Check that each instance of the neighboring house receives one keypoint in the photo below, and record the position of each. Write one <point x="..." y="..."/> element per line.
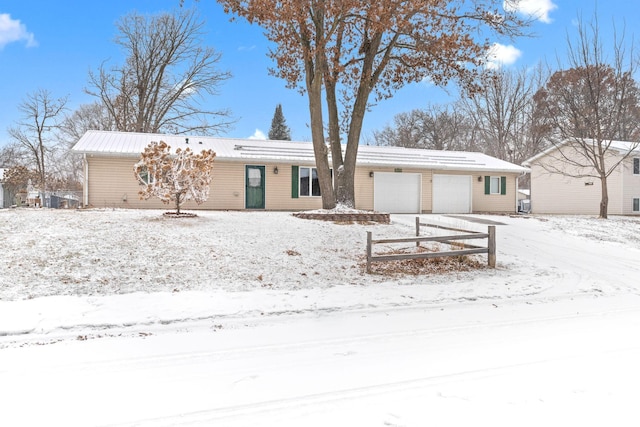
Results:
<point x="281" y="175"/>
<point x="558" y="193"/>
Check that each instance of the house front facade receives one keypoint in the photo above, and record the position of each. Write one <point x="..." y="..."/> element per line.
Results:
<point x="558" y="187"/>
<point x="281" y="175"/>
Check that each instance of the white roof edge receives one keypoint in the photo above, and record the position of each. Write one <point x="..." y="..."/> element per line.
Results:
<point x="127" y="144"/>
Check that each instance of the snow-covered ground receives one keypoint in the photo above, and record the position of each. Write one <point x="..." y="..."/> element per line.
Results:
<point x="118" y="317"/>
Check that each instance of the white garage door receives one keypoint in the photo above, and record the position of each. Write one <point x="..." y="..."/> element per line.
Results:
<point x="397" y="192"/>
<point x="451" y="194"/>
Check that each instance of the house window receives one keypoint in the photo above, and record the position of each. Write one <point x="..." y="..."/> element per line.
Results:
<point x="305" y="182"/>
<point x="495" y="185"/>
<point x="309" y="184"/>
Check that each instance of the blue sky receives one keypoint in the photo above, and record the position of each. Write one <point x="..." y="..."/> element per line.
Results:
<point x="53" y="44"/>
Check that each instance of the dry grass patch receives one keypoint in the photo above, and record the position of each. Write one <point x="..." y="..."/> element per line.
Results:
<point x="420" y="266"/>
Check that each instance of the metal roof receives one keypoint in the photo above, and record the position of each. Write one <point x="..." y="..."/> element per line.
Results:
<point x="107" y="143"/>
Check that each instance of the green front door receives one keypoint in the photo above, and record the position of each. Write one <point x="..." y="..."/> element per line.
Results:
<point x="254" y="187"/>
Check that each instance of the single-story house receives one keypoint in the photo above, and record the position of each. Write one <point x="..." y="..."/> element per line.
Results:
<point x="280" y="175"/>
<point x="558" y="187"/>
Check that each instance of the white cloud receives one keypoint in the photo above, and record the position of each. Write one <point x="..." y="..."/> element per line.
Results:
<point x="538" y="9"/>
<point x="258" y="134"/>
<point x="12" y="30"/>
<point x="500" y="55"/>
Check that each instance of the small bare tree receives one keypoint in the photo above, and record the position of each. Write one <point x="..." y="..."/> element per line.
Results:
<point x="174" y="178"/>
<point x="166" y="73"/>
<point x="41" y="116"/>
<point x="589" y="106"/>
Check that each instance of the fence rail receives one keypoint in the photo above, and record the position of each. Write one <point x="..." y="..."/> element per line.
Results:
<point x="456" y="239"/>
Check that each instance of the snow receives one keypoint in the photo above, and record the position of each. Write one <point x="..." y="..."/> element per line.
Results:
<point x="124" y="317"/>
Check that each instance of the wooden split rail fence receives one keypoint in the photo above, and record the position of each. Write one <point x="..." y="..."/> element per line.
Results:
<point x="452" y="240"/>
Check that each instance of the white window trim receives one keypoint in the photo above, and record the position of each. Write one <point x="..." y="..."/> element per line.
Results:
<point x="310" y="181"/>
<point x="499" y="190"/>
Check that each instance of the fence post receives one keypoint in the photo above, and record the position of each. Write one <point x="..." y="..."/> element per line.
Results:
<point x="491" y="245"/>
<point x="368" y="252"/>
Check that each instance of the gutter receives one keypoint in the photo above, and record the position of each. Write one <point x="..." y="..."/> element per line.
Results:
<point x="85" y="186"/>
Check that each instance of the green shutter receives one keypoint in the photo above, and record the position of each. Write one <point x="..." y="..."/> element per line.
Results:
<point x="294" y="182"/>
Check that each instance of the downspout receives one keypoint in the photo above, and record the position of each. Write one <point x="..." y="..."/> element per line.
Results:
<point x="518" y="189"/>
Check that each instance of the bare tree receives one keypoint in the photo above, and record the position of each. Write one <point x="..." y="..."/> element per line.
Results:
<point x="354" y="50"/>
<point x="166" y="75"/>
<point x="590" y="105"/>
<point x="174" y="178"/>
<point x="503" y="113"/>
<point x="279" y="129"/>
<point x="35" y="132"/>
<point x="11" y="155"/>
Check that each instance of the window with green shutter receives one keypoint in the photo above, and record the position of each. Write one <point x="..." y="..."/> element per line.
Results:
<point x="294" y="182"/>
<point x="495" y="185"/>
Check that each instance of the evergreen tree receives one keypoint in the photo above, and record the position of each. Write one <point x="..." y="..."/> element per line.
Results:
<point x="279" y="129"/>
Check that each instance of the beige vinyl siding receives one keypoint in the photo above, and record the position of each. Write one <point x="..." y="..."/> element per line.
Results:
<point x="112" y="184"/>
<point x="554" y="193"/>
<point x="363" y="185"/>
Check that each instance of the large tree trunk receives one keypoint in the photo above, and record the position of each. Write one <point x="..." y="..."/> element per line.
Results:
<point x="314" y="79"/>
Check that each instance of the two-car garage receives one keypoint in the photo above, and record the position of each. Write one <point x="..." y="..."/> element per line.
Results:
<point x="396" y="192"/>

EXERCISE => Restate the entries verbatim, without pictures.

TASK ANSWER =>
Check that each instance of the neighboring house receives one keypoint in the photo below, and record the position of each. Write one <point x="..." y="..."/> element per line.
Results:
<point x="281" y="175"/>
<point x="558" y="193"/>
Check that each instance of the house front facade receives one keypoint in the photo above, and record the position of each. Write one <point x="..." y="..."/> element per line.
Results:
<point x="558" y="187"/>
<point x="281" y="175"/>
Check that each instance of the white roof edge receives one keypoint in the photo above, and record the position of each. Write one <point x="..." y="..."/> element per line.
Results:
<point x="127" y="144"/>
Check that each instance of the snow-covered ground receives one keypoint in the photo above, and record the position of each. Write one <point x="..." y="..."/> element per line.
Results:
<point x="118" y="317"/>
Check that each instance of the white garage door receives one keypoint in the photo above, and record the position of each. Write one <point x="..." y="..."/> element per line.
Results:
<point x="397" y="192"/>
<point x="451" y="194"/>
Check that each instance of the house window receives one keypoint in the photo above, and record the position of each. Write one <point x="..." y="..."/> element per line.
Results:
<point x="305" y="182"/>
<point x="495" y="185"/>
<point x="309" y="184"/>
Check that each instance of the blue sky receives one keypoint in the photo above, and record the position of each. Write one <point x="..." y="..."/> element per line.
Results:
<point x="53" y="44"/>
Check that each instance of the dry grass patch receives one keypoint in the photo above, and record the position of each. Write one <point x="..." y="..."/> element per line.
Results:
<point x="420" y="266"/>
Check that each instance of the metal roof receives one keypoint in the photo above, and record the position of each. Write one <point x="..." y="..."/> element per line.
Results:
<point x="107" y="143"/>
Check that each instance of the green front door receives one keypoint in the photo above, and record the position of each. Write one <point x="..." y="..."/> element per line.
Results:
<point x="254" y="187"/>
Check that each instance of the single-story house receives one keypoint in the photo above, and record the position of each. Write one <point x="..." y="..."/> element per line.
Results:
<point x="280" y="175"/>
<point x="558" y="187"/>
Check that each instance of the white cloud receives one keypoint in the photo above, and record the position of each. Write one <point x="..." y="..."/> element per line.
Results:
<point x="538" y="9"/>
<point x="258" y="134"/>
<point x="12" y="30"/>
<point x="500" y="55"/>
Check that each instance of the small bare tree receives one keypoint in the photo above, and record the position of each. Write one <point x="..." y="..."/> element per line.
Results:
<point x="174" y="178"/>
<point x="166" y="73"/>
<point x="41" y="116"/>
<point x="589" y="106"/>
Check that each instance of the fence rail receives one keypoint in the photo above, and record the position of each. Write one <point x="..." y="..."/> element per line.
Results:
<point x="456" y="239"/>
Check that each instance of the snow receives one keypoint in the photo above, and record the position of each. Write one <point x="..." y="..."/> element per line.
Results:
<point x="124" y="317"/>
Check that each instance of the wooden split rail fence receives one keypoint in the photo above, and record the position of each. Write one <point x="..." y="..."/> element per line.
Results:
<point x="452" y="240"/>
Check that each instance of the white window trim receives one keypoint in the photo above, and record the position of each. Write one <point x="..." y="..."/> element per line.
Results:
<point x="310" y="181"/>
<point x="499" y="190"/>
Check that each instance of the fence post receives one keypoint in the photo above, and record the position of each. Write one <point x="..." y="..."/> element per line.
Results:
<point x="491" y="245"/>
<point x="368" y="252"/>
Check that each instance of the gutter receives one keypoint in the photo above, and record the position of each. Write one <point x="..." y="..."/> element per line.
Results:
<point x="85" y="186"/>
Check that each instance of the green shutter receives one keypoint in the photo above, and record the position of each. Write one <point x="..." y="..."/> element per line.
Results:
<point x="294" y="182"/>
Check that each instance of the downspout receives one keypoint in the photo above, and record the position of each. Write one <point x="..." y="..."/> element per line.
Results:
<point x="518" y="189"/>
Check that each instance of the bare tree receives one keypoint in the photo above, and record the position of each. Write one <point x="..." y="..."/> element per line.
Results:
<point x="354" y="50"/>
<point x="166" y="75"/>
<point x="590" y="105"/>
<point x="174" y="178"/>
<point x="503" y="113"/>
<point x="279" y="129"/>
<point x="35" y="132"/>
<point x="11" y="155"/>
Check that each instance of the window with green shutter receives one keypoint in the photo above, and record the position of each. Write one <point x="..." y="..."/> element per line.
Results:
<point x="294" y="182"/>
<point x="495" y="185"/>
Check that each instance of the evergreen tree receives one keypoint in the photo above, and record the position of each. Write one <point x="..." y="..."/> element per line.
Results:
<point x="279" y="129"/>
Check that each instance of the beige vinyl siding receives one keypoint in the photo above, and record the position of each. Write one <point x="..." y="..."/> element per line.
Results:
<point x="112" y="184"/>
<point x="554" y="193"/>
<point x="363" y="185"/>
Check that each instance of the large tree trunk receives one keypoint in the photo above, and record the position of each. Write one <point x="..." y="..."/> element per line.
Results:
<point x="314" y="79"/>
Check that each instance of the two-car garage receives one keypoint in the photo above, and record the position of each. Write one <point x="..." y="..."/> element per line.
Results:
<point x="396" y="192"/>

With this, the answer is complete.